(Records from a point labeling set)
▶

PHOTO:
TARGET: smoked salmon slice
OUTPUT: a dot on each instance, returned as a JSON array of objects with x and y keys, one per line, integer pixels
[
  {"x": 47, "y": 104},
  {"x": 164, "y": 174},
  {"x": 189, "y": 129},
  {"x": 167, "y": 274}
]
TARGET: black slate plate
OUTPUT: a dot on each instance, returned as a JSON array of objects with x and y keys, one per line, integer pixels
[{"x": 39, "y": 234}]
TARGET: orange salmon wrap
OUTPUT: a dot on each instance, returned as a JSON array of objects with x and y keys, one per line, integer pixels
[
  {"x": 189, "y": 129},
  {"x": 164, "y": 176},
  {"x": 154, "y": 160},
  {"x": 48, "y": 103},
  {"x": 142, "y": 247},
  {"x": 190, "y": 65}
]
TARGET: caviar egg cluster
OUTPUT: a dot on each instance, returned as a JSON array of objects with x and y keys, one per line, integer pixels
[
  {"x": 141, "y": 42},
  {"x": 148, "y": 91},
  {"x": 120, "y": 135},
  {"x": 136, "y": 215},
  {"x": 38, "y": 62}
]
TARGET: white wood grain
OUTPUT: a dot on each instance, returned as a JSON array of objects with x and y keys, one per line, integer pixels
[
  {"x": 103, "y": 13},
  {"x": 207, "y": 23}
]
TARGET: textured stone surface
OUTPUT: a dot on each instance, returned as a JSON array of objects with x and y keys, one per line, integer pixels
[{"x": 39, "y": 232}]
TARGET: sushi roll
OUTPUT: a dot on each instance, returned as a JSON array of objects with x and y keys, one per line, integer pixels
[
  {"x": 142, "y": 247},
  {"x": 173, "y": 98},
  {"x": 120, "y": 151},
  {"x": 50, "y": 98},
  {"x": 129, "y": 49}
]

◀

§ **Request**:
Revise the records by putting "a point" wherever "a dot" appears, and keep everything else the same.

§ **Response for this exercise**:
PHOTO:
TARGET: smoked salmon slice
OUTPUT: a point on each instance, returned as a JSON array of objects with x and y keys, one per line, integer pixels
[
  {"x": 47, "y": 104},
  {"x": 164, "y": 174},
  {"x": 189, "y": 129},
  {"x": 167, "y": 274}
]
TARGET: black slate plate
OUTPUT: a point on each instance, returned as a JSON array of objects with x and y keys, one per line, integer pixels
[{"x": 39, "y": 234}]
TARGET: orange salmon wrap
OUTPUT: a point on each instance, returned as a JSON array of objects with x and y keys, one per line, integer pixels
[
  {"x": 189, "y": 129},
  {"x": 164, "y": 176},
  {"x": 154, "y": 160},
  {"x": 48, "y": 103},
  {"x": 142, "y": 247},
  {"x": 190, "y": 65}
]
TARGET: caviar egg cluster
OUTPUT: a point on each instance, returned as a JSON array of objects with x and y keys, one per line, integer pixels
[
  {"x": 141, "y": 42},
  {"x": 148, "y": 91},
  {"x": 120, "y": 135},
  {"x": 136, "y": 215},
  {"x": 38, "y": 62}
]
TARGET: white wood grain
OUTPUT: a point on each instance, returned as a JSON array of objects with x and y keys, one per line, integer pixels
[
  {"x": 103, "y": 13},
  {"x": 207, "y": 23}
]
TARGET: textured stone surface
OUTPUT: a point on each instance, returned as a JSON array of objects with x and y keys, one per line, integer pixels
[{"x": 39, "y": 232}]
TARGET: sushi roll
OUTPUT: a point on each instance, returned as a JSON array of objects with x and y keys, one per line, integer pixels
[
  {"x": 142, "y": 247},
  {"x": 173, "y": 98},
  {"x": 120, "y": 151},
  {"x": 50, "y": 98},
  {"x": 129, "y": 49}
]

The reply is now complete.